> **Task prompt**: An image-free reproduction of the data below is needed: print it exactly.

Content starts

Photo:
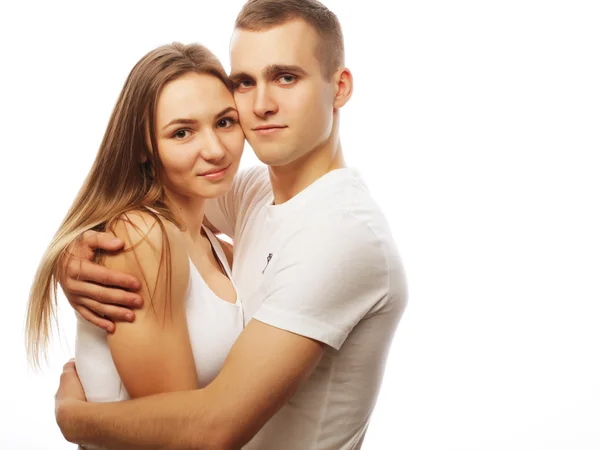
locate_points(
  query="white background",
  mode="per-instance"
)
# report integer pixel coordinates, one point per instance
(476, 125)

Content ends

> **Completed exercise**:
Photo:
locate_points(
  query="white background",
  mode="per-instance"
)
# report integer pixel coordinates, one point per instance
(476, 125)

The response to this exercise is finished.